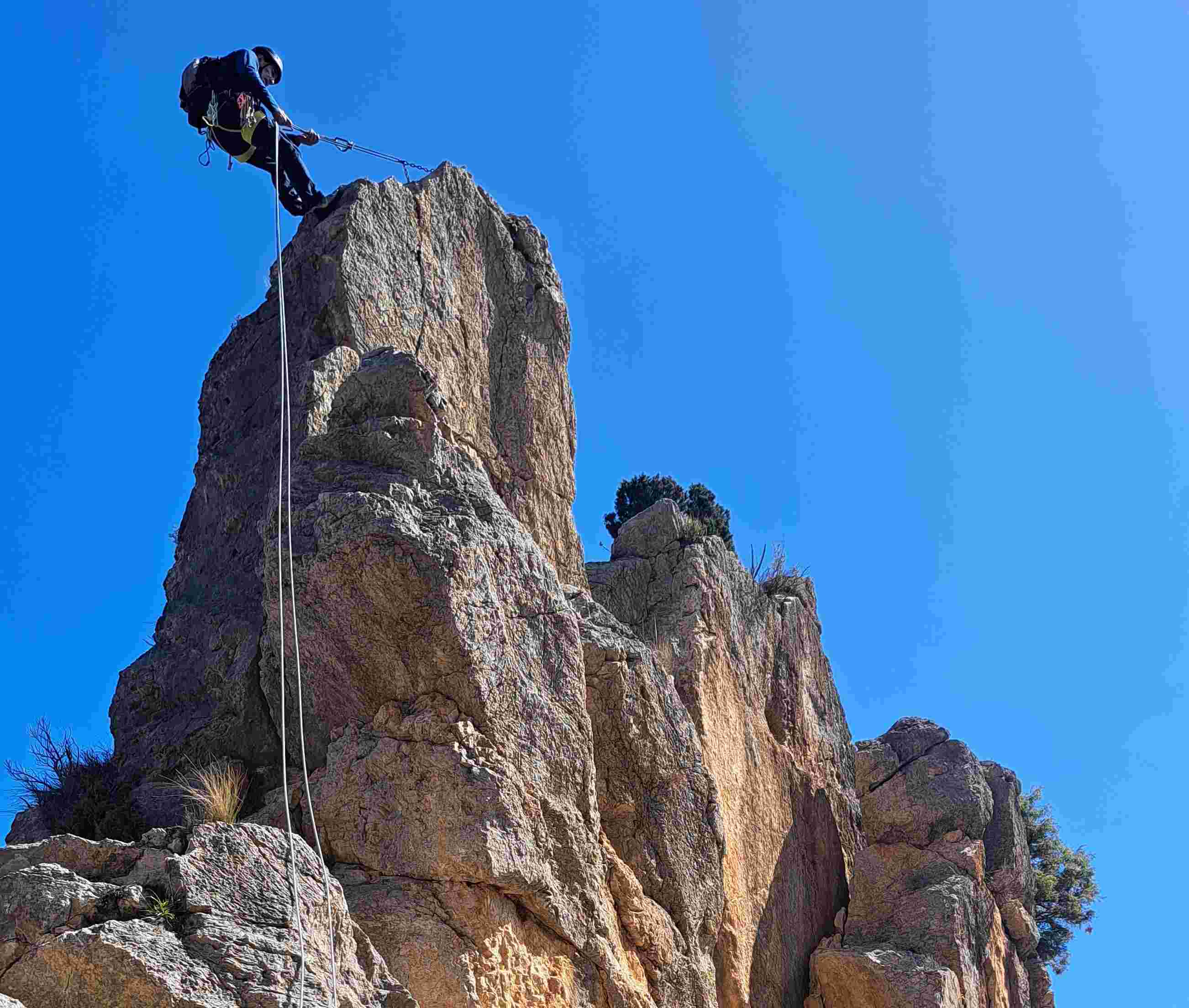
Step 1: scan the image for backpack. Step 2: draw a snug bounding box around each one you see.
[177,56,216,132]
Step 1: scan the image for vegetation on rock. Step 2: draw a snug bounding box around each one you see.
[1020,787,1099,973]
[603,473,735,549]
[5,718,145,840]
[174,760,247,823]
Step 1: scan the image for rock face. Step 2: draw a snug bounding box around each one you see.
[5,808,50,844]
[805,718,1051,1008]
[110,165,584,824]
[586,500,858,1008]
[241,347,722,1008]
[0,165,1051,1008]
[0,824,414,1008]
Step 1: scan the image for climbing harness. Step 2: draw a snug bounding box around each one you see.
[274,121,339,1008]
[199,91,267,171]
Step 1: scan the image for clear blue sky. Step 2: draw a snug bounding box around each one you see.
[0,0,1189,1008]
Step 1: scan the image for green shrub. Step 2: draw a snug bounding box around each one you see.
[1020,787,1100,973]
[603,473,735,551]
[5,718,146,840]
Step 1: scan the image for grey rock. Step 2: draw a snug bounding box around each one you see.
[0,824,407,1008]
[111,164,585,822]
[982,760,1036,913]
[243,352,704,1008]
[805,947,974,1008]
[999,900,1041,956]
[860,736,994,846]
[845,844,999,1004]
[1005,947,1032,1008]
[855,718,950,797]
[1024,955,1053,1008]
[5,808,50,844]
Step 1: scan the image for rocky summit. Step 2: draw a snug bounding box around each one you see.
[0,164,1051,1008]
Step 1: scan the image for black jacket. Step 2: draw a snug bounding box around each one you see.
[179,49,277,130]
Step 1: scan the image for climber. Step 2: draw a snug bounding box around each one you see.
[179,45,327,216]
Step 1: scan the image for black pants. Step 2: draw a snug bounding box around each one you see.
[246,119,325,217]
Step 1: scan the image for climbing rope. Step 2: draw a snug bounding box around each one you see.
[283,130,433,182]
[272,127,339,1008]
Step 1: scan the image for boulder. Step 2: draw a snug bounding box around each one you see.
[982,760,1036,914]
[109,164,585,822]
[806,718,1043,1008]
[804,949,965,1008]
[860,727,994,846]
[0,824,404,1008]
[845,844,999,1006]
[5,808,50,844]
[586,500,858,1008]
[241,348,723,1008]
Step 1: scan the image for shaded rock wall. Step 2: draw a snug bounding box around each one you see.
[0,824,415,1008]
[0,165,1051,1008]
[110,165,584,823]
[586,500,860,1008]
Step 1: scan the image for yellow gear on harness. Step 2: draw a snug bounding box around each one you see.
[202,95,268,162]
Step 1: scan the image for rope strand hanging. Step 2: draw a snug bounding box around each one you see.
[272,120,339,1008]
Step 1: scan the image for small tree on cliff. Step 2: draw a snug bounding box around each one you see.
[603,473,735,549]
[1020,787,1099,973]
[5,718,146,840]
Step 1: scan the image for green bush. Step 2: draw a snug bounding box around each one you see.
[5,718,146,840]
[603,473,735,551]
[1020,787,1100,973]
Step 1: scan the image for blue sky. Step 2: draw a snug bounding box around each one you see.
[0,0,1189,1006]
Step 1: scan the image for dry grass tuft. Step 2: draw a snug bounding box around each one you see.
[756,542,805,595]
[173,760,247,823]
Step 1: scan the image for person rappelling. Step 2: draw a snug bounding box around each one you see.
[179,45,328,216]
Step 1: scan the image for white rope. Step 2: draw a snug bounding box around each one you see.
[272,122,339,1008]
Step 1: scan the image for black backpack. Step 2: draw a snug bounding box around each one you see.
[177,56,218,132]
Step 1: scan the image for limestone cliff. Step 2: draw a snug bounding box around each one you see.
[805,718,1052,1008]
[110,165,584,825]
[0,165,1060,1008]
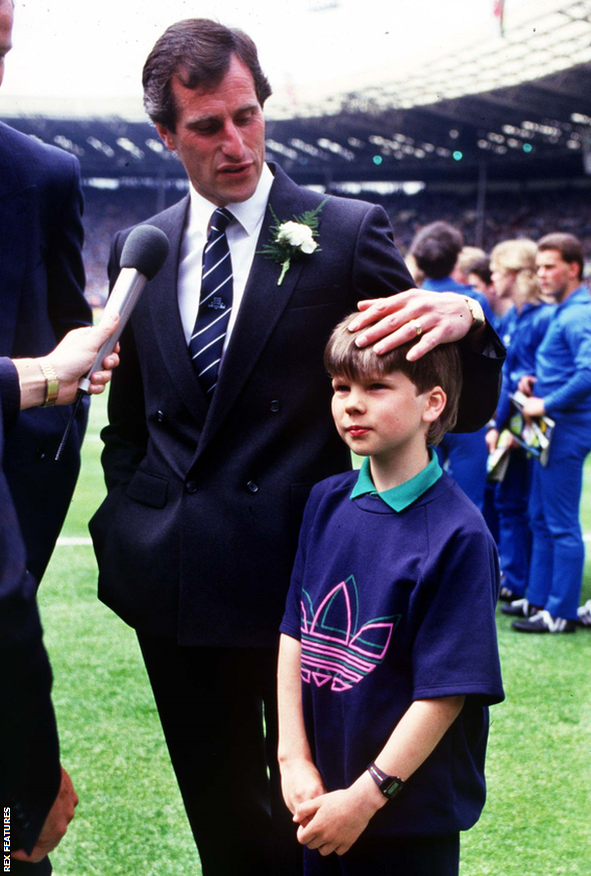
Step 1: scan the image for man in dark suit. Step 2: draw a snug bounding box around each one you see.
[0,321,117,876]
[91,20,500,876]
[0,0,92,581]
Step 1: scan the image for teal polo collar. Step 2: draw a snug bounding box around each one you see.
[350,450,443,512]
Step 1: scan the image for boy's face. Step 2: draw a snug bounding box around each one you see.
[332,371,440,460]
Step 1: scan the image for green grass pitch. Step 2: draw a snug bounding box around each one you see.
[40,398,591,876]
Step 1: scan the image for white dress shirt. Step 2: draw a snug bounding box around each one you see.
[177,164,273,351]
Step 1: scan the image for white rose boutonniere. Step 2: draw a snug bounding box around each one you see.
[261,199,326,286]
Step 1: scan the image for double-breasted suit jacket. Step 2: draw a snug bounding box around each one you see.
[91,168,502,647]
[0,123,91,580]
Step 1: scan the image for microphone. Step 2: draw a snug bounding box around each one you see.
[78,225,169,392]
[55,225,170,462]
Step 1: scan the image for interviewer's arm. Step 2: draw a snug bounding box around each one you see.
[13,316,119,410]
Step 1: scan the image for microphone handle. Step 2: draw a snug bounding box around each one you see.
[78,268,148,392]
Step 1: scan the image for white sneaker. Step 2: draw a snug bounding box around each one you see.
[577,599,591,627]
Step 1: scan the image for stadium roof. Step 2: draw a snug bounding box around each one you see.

Short problem =
Could you copy out, word for word, everything in the records from the line containing "Step 1: scan the image for blue" down to the line containing "[0,165,1060,1008]", including both of those lines?

Exercise response =
Step 1: scan the image for blue sky. Step 2: draw a snug bounding box around each one you see.
[0,0,1189,1006]
Step 1: scan the image for dry grass tuft. Step 2: draw a snug bounding box around each one you see.
[756,542,805,595]
[173,760,247,823]
Step 1: scan the image for person rappelling. Step 2: draw a snug bounding box around each one you see.
[179,45,328,216]
Step 1: scan the image for white rope. Step 2: draw a snug bounding box around each one you see.
[272,122,339,1008]
Step 1: scan the image for black backpack. Step 2: draw a snug bounding box around each one you see.
[177,56,218,132]
Step 1: scan the image for limestone cliff. Step 2: draw a snug bounding box around each one you see.
[805,718,1052,1008]
[110,165,584,825]
[0,165,1060,1008]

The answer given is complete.